▶ _Directive_
Reproduce the part of the patch discussion that opens with "Until we have" and closes with "cost is worthwhile.", substituting "justified" for "worthwhile".

▶ _Page text_
# # # #
Re: [PATCH 1/2] mm: thp: relax __GFP_THISNODE for MADV_HUGEPAGE mappings

David Rientjes <rientjes@xxxxxxxxxx> · Mon, 22 Oct 2018 14:04:32 -0700 (PDT)

On Tue, 16 Oct 2018, Mel Gorman wrote:

> I consider this to be an unfortunate outcome. On the one hand, we have a
> problem that three people can trivially reproduce with known test cases
> and a patch shown to resolve the problem. Two of those three people work
> on distributions that are exposed to a large number of users. On the
> other, we have a problem that requires the system to be in a specific
> state and an unknown workload that suffers badly from the remote access
> penalties with a patch that has review concerns and has not been proven
> to resolve the trivial cases.

The specific state is that remote memory is fragmented as well, this is 
not atypical.  Removing __GFP_THISNODE to avoid thrashing a zone will only 
be beneficial when you can allocate remotely instead.  When you cannot 
allocate remotely instead, you've made the problem much worse for 
something that should be __GFP_NORETRY in the first place (and was for 
years) and should never thrash.

I'm not interested in patches that require remote nodes to have an 
abundance of free or unfragmented memory to avoid regressing.

> In the case of distributions, the first
> patch addresses concerns with a common workload where on the other hand
> we have an internal workload of a single company that is affected --
> which indirectly affects many users admittedly but only one entity directly.
> 

The alternative, which is my patch, hasn't been tested or shown why it 
cannot work.  We continue to talk about order >= pageblock_order vs
__GFP_COMPACTONLY.

I'd like to know, specifically:

 - what measurable affect my patch has that is better solved with removing
   __GFP_THISNODE on systems where remote memory is also fragmented?

 - what platforms benefit from remote access to hugepages vs accessing
   local small pages (I've asked this maybe 4 or 5 times now)?

 - how is reclaiming (and possibly thrashing) memory helpful if compaction
   fails to free an entire pageblock due to slab fragmentation due to low
   on memory conditions and the page allocator preference to return node-
   local memory?

 - how is reclaiming (and possibly thrashing) memory helpful if compaction
   cannot access the memory reclaimed because the freeing scanner has 
   already passed by it, or the migration scanner has passed by it, since
   this reclaim is not targeted to pages it can find?

 - what metrics can be introduced to the page allocator so that we can
   determine that reclaiming (and possibly thrashing) memory will result 
   in a hugepage being allocated?

Until we have answers, especially for the last, there is no reason why thp 
allocations should not be __GFP_NORETRY including for MADV_HUGEPAGE 
regions.  The implementation of memory compaction simply cannot guarantee 
that the cost is worthwhile.
# # # #
▶ _Data lines_
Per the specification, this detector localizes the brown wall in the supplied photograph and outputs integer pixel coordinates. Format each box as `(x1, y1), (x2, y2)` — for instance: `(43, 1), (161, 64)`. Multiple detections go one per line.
# # # #
▶ _Solution for this problem_
Until we have answers, especially for the last, there is no reason why thp 
allocations should not be __GFP_NORETRY including for MADV_HUGEPAGE 
regions.  The implementation of memory compaction simply cannot guarantee 
that the cost is justified.